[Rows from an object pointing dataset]
━━━━

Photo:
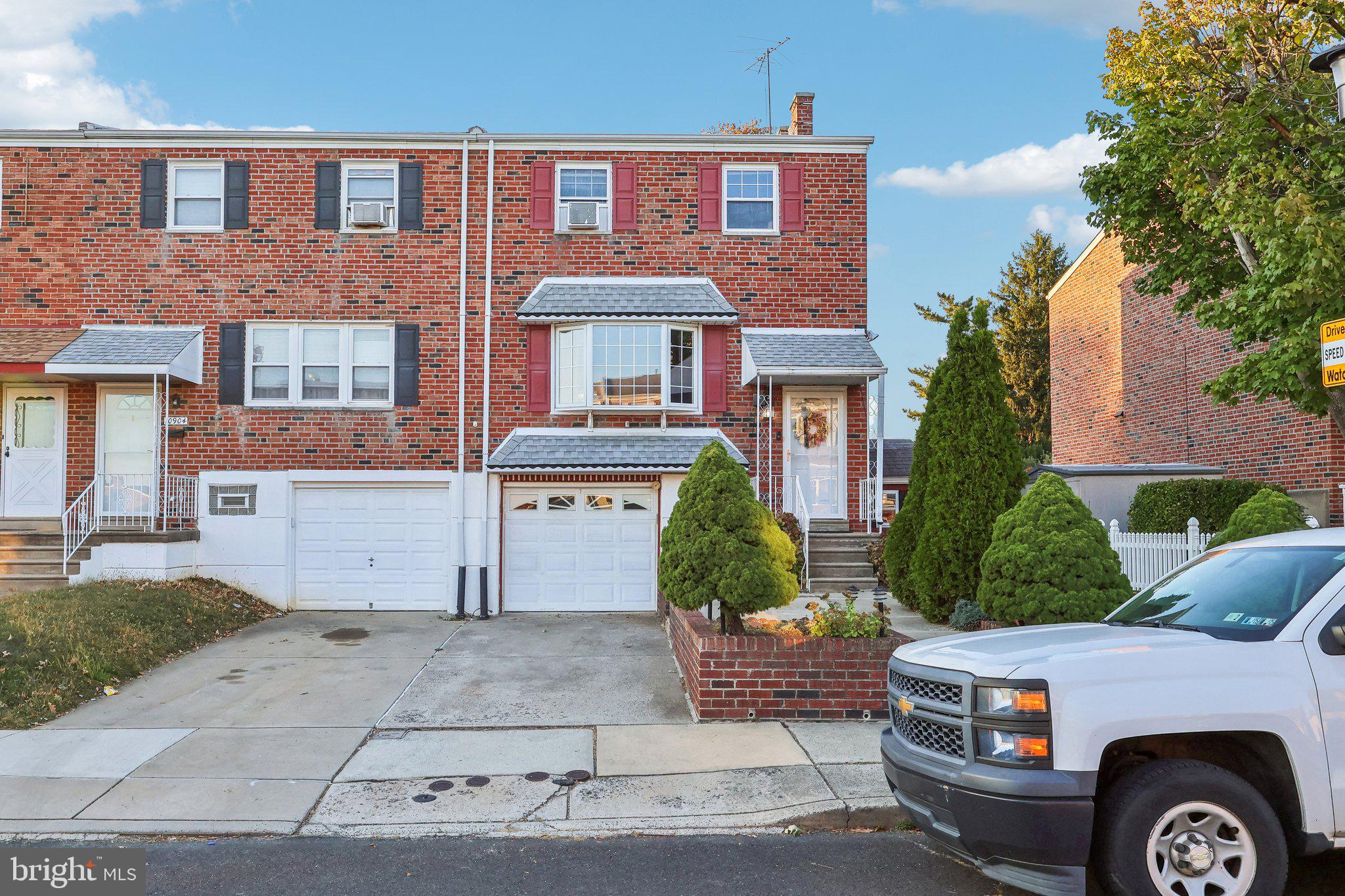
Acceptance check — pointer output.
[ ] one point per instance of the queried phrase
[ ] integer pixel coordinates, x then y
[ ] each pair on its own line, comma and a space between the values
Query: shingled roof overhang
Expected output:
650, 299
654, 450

━━━━

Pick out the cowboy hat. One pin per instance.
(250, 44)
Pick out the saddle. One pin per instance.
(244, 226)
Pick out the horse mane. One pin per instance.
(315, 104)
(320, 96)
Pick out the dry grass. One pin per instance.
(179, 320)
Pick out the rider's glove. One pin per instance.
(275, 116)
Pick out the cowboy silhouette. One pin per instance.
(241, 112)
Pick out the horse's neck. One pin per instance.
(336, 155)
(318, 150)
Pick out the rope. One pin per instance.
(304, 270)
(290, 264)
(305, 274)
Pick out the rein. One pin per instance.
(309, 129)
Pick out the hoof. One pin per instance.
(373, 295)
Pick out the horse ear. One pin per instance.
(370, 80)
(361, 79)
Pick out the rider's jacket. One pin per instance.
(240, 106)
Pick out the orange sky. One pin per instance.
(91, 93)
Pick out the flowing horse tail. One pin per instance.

━━━━

## Work to complete
Count the lines in the items above that contain the string "rider", treating case as significant, and reply with only the number.

## Expected answer
2